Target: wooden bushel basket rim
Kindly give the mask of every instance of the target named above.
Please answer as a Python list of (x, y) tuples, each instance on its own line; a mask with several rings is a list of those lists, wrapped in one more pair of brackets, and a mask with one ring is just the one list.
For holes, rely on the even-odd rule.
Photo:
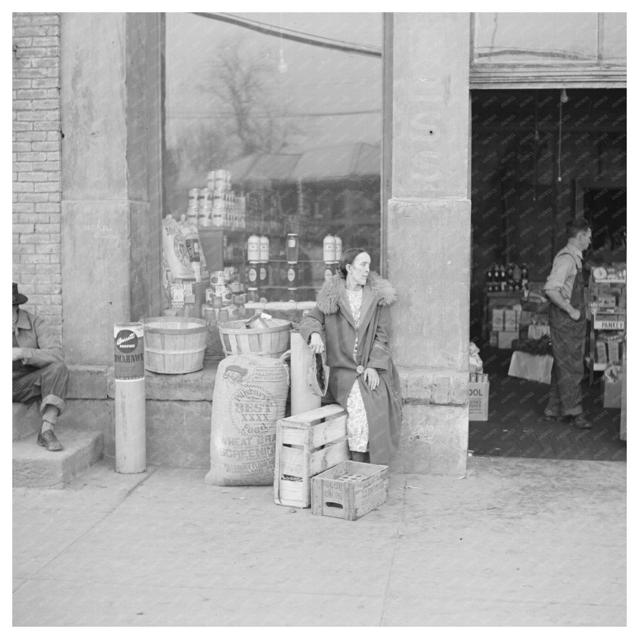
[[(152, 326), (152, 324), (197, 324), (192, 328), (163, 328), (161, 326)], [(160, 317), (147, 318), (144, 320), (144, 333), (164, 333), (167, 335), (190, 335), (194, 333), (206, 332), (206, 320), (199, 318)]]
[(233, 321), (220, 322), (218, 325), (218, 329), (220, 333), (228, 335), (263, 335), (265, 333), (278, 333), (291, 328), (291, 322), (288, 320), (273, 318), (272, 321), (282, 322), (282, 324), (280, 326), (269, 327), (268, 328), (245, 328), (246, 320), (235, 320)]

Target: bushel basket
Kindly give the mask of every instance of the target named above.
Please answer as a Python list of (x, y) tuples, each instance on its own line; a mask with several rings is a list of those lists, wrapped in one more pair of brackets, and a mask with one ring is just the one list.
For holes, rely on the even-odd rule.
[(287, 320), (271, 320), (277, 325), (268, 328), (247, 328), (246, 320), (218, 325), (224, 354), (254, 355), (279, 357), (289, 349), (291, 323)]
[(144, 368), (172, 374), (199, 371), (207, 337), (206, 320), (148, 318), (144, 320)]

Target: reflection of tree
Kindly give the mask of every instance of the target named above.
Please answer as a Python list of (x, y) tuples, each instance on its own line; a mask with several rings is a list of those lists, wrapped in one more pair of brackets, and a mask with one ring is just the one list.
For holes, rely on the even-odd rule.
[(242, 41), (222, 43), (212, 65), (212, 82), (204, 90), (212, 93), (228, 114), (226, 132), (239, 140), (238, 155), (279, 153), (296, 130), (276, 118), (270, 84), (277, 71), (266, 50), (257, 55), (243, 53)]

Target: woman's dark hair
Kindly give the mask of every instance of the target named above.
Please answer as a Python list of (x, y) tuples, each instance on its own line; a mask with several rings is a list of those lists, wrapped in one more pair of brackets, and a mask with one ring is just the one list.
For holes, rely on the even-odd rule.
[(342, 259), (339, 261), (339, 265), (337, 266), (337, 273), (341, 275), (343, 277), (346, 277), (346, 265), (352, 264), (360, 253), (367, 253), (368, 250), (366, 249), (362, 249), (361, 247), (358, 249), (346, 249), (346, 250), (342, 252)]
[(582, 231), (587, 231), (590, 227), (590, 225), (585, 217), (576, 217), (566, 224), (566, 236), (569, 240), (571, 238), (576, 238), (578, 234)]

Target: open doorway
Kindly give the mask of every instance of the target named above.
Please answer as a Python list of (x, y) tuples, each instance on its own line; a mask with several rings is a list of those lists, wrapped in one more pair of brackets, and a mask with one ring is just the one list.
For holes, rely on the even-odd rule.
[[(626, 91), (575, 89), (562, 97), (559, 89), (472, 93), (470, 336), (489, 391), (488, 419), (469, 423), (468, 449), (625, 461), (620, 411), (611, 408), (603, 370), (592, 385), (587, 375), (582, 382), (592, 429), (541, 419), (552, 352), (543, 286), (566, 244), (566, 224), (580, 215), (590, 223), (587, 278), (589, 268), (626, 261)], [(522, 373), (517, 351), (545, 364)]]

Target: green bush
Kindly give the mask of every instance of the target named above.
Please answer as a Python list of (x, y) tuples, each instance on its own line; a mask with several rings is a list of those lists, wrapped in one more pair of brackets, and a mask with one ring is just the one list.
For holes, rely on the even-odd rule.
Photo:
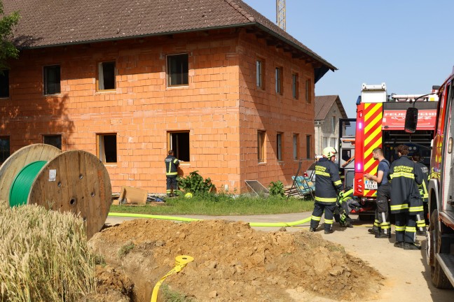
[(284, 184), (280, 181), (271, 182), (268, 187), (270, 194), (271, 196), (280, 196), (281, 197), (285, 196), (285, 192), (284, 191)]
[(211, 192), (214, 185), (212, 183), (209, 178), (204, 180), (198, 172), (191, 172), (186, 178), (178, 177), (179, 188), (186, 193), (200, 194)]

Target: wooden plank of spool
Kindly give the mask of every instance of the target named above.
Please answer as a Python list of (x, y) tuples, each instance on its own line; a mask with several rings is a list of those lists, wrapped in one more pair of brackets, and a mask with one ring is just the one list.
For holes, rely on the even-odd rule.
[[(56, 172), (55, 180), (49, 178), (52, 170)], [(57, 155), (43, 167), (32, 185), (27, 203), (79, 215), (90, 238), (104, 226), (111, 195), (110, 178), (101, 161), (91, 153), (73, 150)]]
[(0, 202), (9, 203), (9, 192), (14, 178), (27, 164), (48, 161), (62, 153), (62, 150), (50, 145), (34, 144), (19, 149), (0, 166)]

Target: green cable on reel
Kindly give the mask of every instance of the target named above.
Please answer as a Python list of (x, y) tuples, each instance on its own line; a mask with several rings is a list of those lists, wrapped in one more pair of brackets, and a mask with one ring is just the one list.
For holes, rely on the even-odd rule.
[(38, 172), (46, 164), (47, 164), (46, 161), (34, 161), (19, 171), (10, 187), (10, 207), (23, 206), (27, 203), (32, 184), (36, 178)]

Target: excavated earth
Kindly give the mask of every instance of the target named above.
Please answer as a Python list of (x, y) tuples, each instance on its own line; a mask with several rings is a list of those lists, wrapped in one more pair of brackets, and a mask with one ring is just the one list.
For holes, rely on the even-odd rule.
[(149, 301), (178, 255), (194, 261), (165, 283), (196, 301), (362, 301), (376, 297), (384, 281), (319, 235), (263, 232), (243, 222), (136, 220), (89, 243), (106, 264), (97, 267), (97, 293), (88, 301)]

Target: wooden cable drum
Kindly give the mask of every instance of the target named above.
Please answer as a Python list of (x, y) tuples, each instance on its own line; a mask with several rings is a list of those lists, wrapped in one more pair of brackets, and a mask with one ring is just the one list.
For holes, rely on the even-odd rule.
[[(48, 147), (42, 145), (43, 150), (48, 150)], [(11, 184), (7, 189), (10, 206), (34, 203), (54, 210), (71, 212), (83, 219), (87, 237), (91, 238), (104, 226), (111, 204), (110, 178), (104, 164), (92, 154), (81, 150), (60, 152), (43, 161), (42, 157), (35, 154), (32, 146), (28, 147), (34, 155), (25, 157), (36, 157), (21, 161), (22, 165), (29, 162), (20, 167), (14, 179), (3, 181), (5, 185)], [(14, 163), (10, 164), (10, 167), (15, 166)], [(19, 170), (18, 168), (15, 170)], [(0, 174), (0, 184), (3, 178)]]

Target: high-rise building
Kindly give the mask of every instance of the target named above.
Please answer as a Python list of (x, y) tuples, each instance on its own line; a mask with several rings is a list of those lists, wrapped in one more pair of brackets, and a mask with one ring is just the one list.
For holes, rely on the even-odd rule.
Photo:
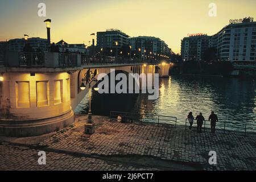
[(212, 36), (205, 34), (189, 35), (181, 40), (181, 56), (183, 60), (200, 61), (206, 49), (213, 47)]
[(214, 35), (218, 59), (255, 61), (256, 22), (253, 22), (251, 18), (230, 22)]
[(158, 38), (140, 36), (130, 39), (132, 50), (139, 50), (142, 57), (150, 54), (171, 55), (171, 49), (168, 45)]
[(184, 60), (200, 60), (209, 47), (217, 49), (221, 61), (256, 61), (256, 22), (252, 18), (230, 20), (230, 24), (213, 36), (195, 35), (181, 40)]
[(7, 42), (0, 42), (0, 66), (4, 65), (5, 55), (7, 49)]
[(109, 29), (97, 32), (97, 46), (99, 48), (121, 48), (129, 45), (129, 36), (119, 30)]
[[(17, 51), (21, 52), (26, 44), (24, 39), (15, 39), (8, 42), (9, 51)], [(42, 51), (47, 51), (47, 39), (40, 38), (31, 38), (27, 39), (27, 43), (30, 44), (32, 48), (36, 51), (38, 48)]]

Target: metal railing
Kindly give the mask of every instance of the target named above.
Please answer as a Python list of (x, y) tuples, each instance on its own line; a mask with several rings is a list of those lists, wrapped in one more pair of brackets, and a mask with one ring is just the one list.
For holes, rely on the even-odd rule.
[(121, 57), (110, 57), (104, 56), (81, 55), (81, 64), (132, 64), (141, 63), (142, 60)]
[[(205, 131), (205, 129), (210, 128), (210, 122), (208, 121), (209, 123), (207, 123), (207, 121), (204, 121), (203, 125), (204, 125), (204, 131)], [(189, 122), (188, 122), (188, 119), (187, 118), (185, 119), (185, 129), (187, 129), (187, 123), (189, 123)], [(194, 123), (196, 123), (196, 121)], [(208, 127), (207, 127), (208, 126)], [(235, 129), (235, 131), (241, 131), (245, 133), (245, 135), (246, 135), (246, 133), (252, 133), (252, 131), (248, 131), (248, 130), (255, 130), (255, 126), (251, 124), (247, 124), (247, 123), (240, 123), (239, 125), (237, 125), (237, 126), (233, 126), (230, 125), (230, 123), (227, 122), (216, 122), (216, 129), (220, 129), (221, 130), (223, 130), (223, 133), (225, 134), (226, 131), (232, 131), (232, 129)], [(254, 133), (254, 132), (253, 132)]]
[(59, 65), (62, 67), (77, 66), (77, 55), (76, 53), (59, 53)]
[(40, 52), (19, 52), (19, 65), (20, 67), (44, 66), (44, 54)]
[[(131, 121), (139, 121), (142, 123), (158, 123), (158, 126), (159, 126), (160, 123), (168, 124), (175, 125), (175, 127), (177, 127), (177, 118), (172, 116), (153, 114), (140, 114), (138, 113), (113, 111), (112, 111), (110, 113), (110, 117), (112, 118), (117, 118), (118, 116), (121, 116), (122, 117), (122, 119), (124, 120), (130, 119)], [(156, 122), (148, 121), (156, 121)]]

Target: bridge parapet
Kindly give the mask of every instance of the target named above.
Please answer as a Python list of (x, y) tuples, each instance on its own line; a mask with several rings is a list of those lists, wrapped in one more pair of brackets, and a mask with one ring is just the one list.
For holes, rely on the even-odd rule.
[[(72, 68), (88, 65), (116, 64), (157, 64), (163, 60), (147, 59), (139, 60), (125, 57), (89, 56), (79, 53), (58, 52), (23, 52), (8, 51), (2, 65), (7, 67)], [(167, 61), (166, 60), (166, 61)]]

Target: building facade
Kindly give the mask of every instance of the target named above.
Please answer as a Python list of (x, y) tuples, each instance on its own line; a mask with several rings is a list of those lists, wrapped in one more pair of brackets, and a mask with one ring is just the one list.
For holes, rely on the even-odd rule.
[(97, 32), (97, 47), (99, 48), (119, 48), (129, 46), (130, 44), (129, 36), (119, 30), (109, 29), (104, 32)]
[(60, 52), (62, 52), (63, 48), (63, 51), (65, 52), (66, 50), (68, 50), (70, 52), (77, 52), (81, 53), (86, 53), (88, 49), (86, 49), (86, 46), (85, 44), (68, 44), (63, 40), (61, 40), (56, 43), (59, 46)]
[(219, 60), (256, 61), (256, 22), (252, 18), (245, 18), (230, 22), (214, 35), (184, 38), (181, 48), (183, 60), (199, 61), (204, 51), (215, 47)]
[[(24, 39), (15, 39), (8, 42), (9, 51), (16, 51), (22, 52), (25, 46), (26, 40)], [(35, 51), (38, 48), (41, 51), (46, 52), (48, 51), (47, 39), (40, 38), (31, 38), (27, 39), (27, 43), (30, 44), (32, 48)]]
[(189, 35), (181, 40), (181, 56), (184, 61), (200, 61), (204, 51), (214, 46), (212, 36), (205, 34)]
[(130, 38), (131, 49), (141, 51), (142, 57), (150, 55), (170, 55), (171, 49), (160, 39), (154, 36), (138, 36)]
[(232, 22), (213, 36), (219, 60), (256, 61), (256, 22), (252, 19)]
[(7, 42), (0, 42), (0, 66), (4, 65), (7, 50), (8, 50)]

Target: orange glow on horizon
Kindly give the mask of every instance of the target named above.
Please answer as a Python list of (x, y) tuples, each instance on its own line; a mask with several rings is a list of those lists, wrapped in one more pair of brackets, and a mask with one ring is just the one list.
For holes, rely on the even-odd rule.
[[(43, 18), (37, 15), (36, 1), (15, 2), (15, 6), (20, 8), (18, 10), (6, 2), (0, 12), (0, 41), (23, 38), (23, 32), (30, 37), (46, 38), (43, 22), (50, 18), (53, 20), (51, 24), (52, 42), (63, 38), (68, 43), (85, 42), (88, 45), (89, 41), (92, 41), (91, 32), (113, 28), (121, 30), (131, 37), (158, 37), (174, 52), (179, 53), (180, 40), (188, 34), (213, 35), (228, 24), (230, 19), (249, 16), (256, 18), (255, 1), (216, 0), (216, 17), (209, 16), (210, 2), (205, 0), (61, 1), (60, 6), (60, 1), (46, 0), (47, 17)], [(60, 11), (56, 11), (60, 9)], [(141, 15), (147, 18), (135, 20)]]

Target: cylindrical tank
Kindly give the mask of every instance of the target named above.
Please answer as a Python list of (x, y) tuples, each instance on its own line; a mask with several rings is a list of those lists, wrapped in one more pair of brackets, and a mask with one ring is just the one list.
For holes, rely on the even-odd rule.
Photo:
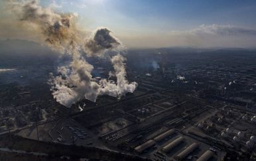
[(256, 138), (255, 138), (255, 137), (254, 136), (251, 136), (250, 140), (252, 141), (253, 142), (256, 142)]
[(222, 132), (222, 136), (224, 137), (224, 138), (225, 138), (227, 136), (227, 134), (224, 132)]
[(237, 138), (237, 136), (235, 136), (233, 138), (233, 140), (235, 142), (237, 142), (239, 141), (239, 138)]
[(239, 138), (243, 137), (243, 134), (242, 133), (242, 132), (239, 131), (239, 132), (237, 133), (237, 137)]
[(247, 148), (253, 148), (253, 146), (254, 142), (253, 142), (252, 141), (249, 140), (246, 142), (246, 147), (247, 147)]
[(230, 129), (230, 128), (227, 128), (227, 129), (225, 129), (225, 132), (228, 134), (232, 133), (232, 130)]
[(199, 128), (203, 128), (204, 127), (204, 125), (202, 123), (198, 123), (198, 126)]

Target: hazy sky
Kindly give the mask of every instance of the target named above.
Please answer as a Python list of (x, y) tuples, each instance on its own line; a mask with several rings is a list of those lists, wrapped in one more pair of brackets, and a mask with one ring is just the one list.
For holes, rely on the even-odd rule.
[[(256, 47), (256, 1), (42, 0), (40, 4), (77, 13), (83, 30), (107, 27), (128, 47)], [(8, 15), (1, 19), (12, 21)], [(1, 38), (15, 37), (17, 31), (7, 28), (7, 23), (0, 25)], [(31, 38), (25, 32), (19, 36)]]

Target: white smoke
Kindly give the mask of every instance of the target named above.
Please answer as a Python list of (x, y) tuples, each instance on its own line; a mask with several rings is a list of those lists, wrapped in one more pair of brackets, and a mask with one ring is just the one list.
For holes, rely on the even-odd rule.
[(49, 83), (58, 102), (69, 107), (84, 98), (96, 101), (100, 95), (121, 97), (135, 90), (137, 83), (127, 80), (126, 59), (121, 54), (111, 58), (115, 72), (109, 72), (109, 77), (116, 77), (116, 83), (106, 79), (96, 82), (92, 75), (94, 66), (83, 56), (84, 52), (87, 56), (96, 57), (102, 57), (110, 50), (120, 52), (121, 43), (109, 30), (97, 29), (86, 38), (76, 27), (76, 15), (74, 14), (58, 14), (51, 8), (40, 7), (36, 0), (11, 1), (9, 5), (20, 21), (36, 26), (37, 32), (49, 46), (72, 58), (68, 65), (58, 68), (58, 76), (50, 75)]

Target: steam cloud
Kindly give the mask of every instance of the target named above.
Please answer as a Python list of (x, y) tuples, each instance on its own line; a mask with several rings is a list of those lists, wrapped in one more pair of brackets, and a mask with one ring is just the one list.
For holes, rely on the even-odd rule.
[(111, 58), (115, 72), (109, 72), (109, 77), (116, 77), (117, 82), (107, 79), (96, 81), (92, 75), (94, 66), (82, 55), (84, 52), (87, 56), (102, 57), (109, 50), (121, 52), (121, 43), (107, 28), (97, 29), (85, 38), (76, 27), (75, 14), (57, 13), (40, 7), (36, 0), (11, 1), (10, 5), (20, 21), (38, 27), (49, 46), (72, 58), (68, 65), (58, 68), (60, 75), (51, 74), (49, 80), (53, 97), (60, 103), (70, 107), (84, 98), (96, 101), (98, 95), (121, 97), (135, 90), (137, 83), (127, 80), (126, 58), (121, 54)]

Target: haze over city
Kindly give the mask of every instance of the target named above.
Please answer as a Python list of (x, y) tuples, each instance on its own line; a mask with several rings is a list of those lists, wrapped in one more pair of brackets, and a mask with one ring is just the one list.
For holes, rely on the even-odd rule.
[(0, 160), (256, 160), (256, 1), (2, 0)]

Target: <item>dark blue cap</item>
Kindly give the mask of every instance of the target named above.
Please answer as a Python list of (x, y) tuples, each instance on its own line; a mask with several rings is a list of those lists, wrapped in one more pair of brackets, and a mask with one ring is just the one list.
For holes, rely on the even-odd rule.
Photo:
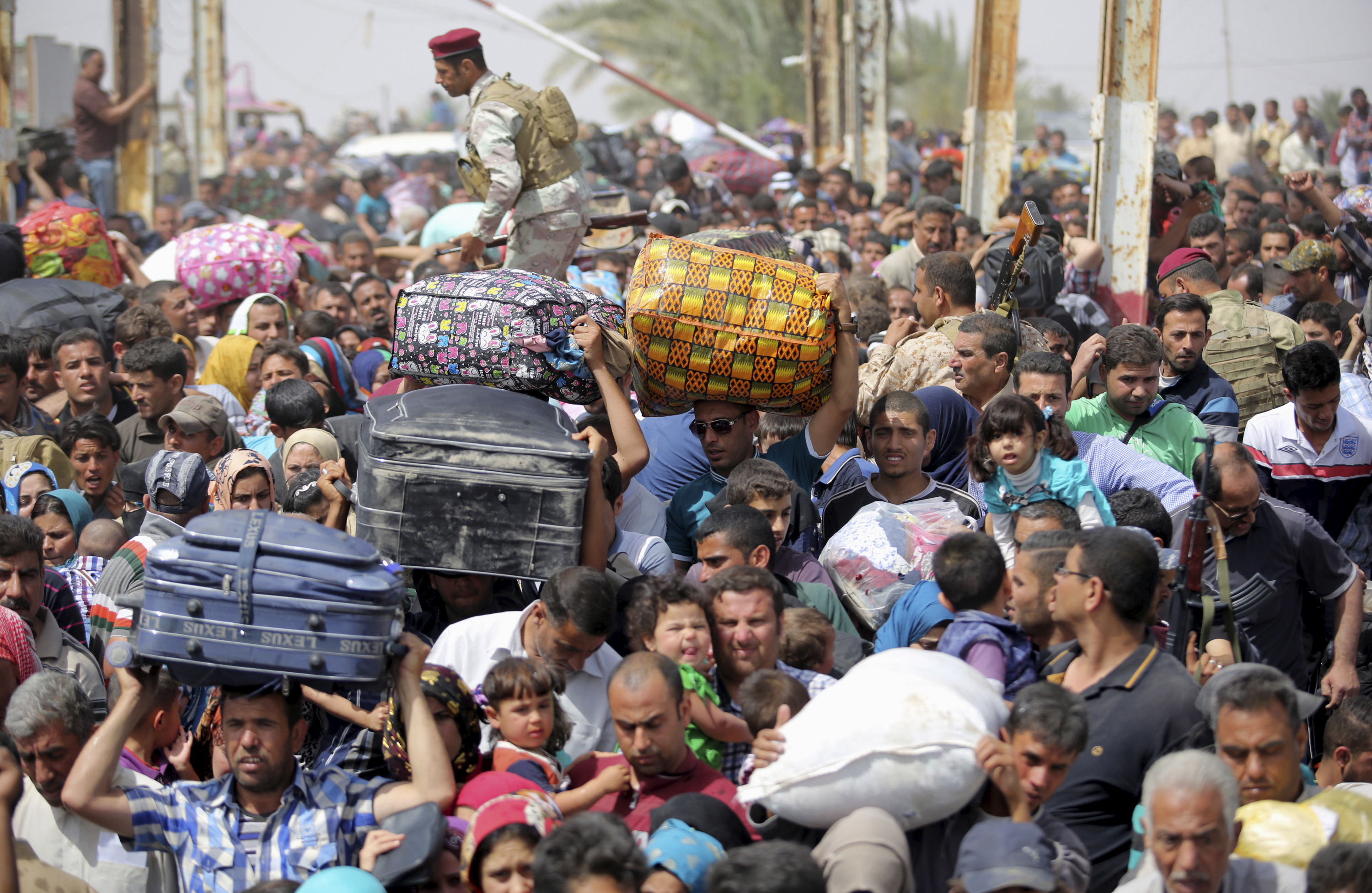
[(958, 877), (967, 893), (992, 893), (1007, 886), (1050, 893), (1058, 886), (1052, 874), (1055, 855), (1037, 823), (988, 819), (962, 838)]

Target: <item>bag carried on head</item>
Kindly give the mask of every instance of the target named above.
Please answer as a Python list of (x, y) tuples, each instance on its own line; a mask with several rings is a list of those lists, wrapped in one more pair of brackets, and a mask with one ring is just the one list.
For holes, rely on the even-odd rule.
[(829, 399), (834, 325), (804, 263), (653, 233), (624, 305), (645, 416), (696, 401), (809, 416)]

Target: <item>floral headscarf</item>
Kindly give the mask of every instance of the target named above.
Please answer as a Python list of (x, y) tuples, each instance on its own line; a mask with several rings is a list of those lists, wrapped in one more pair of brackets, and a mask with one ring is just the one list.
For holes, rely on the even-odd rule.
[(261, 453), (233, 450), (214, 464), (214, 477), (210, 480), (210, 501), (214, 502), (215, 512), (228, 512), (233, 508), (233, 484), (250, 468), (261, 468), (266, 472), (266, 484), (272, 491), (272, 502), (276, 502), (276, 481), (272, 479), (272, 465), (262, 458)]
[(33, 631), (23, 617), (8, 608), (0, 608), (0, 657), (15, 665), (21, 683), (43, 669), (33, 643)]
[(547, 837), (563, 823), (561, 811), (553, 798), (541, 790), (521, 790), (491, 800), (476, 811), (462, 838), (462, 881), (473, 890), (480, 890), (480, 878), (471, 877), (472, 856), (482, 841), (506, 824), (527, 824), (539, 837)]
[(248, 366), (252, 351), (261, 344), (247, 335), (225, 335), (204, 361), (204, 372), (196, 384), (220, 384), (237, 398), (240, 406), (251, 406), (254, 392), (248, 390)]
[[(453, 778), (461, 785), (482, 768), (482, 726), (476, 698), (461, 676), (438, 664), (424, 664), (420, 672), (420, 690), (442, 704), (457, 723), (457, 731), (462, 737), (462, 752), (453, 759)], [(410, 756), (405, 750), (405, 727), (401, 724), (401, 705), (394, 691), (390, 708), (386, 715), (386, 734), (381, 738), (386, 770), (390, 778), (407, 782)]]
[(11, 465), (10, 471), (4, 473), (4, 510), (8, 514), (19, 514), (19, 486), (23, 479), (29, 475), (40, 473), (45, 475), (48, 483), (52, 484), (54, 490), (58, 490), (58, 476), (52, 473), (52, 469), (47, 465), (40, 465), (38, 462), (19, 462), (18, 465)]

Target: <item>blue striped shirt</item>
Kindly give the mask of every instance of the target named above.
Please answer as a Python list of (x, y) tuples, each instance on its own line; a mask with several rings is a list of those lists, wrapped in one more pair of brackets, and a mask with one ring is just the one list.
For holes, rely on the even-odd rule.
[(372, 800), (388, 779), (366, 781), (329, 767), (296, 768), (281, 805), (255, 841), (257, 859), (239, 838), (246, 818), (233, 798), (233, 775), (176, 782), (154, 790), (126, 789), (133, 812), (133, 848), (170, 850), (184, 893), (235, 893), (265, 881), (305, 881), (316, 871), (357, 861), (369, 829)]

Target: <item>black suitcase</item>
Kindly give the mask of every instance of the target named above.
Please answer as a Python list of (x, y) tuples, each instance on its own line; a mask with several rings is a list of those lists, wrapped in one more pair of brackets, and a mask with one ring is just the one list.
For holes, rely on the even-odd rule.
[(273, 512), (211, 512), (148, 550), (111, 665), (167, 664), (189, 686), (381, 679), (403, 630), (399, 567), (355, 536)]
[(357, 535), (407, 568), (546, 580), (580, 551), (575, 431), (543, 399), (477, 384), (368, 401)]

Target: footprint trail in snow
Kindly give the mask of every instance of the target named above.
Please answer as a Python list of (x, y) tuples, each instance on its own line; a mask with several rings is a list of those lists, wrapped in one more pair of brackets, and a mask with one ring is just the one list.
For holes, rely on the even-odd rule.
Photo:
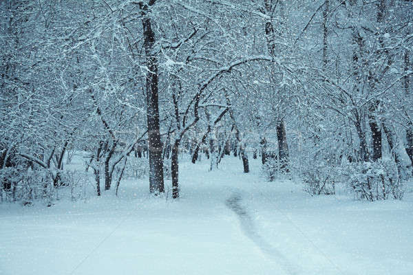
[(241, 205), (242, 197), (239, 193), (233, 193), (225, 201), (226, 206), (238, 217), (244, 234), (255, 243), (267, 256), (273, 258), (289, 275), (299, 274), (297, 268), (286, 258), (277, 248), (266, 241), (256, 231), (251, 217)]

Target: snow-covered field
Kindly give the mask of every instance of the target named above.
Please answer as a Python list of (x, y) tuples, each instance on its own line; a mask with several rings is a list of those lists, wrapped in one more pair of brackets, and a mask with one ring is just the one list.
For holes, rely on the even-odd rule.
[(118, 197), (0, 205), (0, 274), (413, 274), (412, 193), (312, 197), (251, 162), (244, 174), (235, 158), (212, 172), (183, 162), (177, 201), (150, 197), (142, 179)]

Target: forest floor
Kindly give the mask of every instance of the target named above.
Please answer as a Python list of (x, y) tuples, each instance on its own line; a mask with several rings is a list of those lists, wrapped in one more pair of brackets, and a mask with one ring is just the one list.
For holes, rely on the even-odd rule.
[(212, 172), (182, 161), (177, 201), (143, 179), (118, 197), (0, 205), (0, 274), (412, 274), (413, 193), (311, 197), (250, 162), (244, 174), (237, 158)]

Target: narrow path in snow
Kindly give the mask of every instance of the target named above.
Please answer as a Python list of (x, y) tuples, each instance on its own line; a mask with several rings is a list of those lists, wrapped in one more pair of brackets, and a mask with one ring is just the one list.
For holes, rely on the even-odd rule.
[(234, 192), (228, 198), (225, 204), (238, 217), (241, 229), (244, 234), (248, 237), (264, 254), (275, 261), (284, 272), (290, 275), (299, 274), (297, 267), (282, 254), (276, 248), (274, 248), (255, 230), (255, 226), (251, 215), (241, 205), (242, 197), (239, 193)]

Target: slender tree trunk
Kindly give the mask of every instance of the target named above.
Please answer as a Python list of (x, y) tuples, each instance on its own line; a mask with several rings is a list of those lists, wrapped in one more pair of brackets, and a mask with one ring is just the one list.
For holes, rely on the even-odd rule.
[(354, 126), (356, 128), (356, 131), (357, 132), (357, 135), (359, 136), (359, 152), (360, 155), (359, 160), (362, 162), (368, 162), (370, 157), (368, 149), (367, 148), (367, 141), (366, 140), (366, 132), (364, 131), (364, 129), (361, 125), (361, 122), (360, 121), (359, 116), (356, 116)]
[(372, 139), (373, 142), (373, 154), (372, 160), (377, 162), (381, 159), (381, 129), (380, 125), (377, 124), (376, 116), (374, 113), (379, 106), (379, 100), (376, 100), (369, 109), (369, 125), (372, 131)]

__________________________________________________

Enunciado da tarefa
Você pode duplicar, sem nenhuma alteração, as linhas dos registros acima, começando pela linha que contém "Target: woman's dark hair" e seguindo até a linha que contém "238), (578, 234)]", com as duas incluídas?

Resposta à tarefa
Target: woman's dark hair
Kindly give the mask of every instance of the target named above.
Please answer as a Python list of (x, y) tuples, each instance on its own line; a mask with several rings is a list of those lists, wrapped in one more pair of brackets, and a mask with one ring is just the one list.
For holes, rely on the even-odd rule.
[(342, 259), (339, 261), (339, 265), (337, 266), (337, 273), (341, 275), (343, 277), (346, 277), (346, 265), (352, 264), (360, 253), (367, 253), (368, 250), (366, 249), (362, 249), (361, 247), (358, 249), (346, 249), (346, 250), (342, 252)]
[(582, 231), (587, 231), (590, 227), (590, 225), (585, 217), (576, 217), (566, 224), (566, 236), (569, 240), (571, 238), (576, 238), (578, 234)]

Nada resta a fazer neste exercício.